I didn't know her well. We had both started student organizations that sort of went hand in hand, and we occasionally had lunch to discuss the ways in which our organizations could work together.
The girl was amaaaaaaaaaaazing.
In addition to starting and leading her student organization, she also organized a social justice trip to New Orleans over spring break to help clean and repair schools, helped to organize the Voices for Africa conference, and organized resources in Health Services for students suffering from migraine headaches. I'm sure I've only touched upon a few of the things that she did in one year. I'm also certain that she waltzed through that year with straight As. And through it all she never seemed stressed or overwhelmed. That absolutely dazzling smile was always constant.
I remember talking to her once in the library, and telling her how impressed with her I was. "How do you DO it all?? I can't believe the amount of things that you do around here!! You just might be my hero!" She just laughed and shrugged. I'm glad I had the opportunity to say that to her.

+ + + + +

(Set problem 1)
In the reminiscence about a fellow student, list each undertaking that the text says she organized or helped to organize.
(Set problem 2)
Write out the passage of the reminiscence about a fellow student from "I didn't know" up to and including "could work together.".
(Set problem 3)
Extend the reminiscence about a fellow student with new text that picks up after its final sentence.

(Source material)

+ + + + +

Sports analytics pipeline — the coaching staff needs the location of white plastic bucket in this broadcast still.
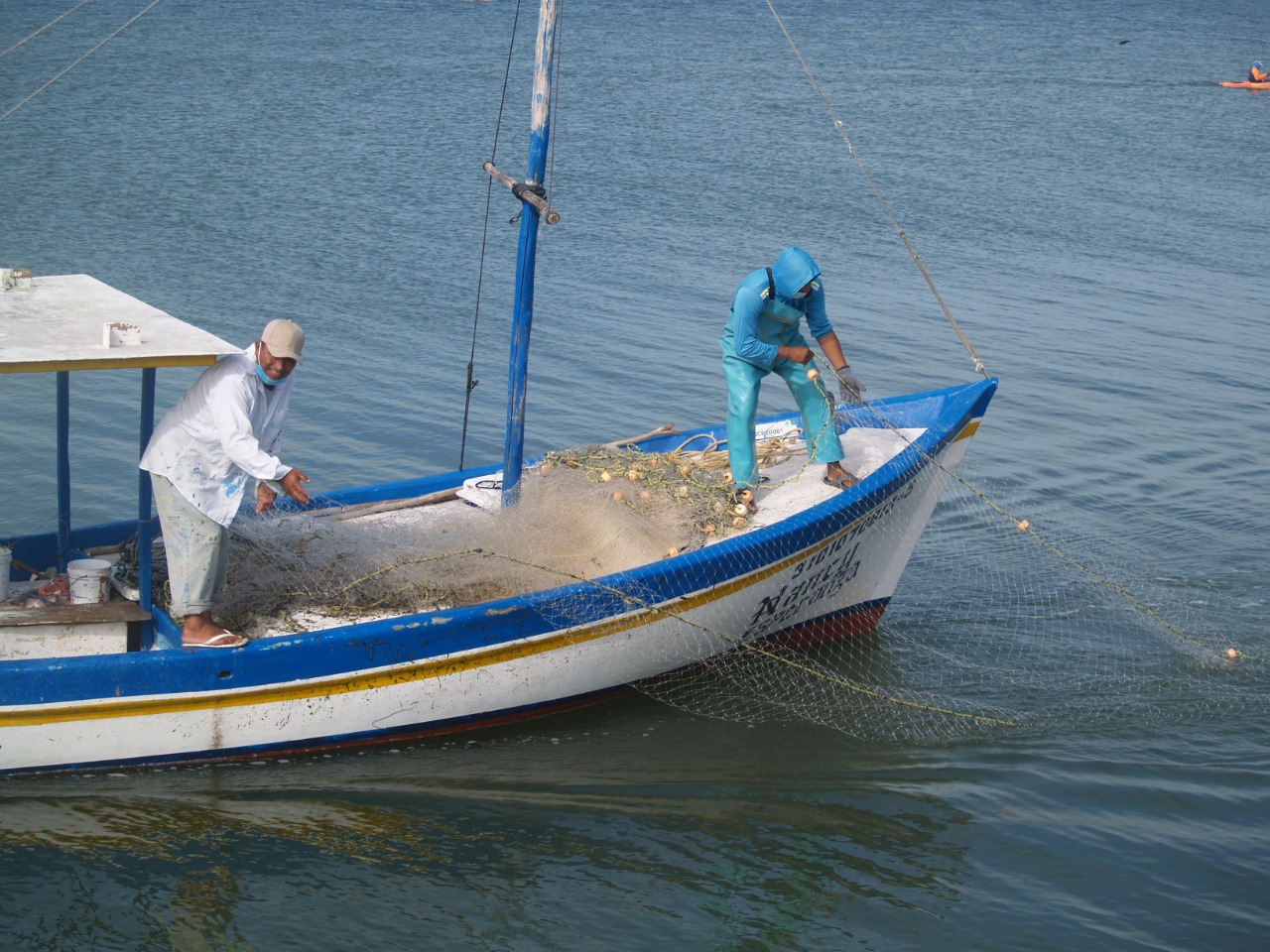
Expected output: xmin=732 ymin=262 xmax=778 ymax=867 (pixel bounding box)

+ + + + +

(Written answer 1)
- A social justice trip to New Orleans over spring break to help clean and repair schools
- The Voices for Africa conference
- Resources in Health Services for students suffering from migraine headaches

(Written answer 2)
I didn't know her well. We had both started student organizations that sort of went hand in hand, and we occasionally had lunch to discuss the ways in which our organizations could work together.

(Written answer 3)
She believed strongly in teachers and the teaching profession. She was all about the ground level, the grassroots, and she turned her ambitions to the underserved students in our nation's inner-city schools. She believed in the tremendous power and potential within each of her students. One of her closest friends from grad school started a Facebook group in memory of her, and most of the wall postings thus far are from her students and colleagues. She made a true and indelible impact in the lives of her students, and she will always be a part of their future success. In that way, her legacy will continue forever.
The great thing about my grad school experience is that people were recognized for their contributions, and there was just a constant sense of appreciation and support among the faculty and students. Kalpna was honored with the Intellectual Contribution-Faculty Tribute Award for her program at the end of the year, and wore a special gold cord--and that dazzling smile--at graduation. I'm so glad that she got that well-deserved recognition.
Many, many hearts will be breaking as the news begins to spread across the globe. It's always hard when a friend or classmate passes, especially someone who was so young and so capable of creating long-term change in the world. It's also especially hard when that person passes away while overseas. It's a sharp reminder of all of the things that can go wrong so far from home.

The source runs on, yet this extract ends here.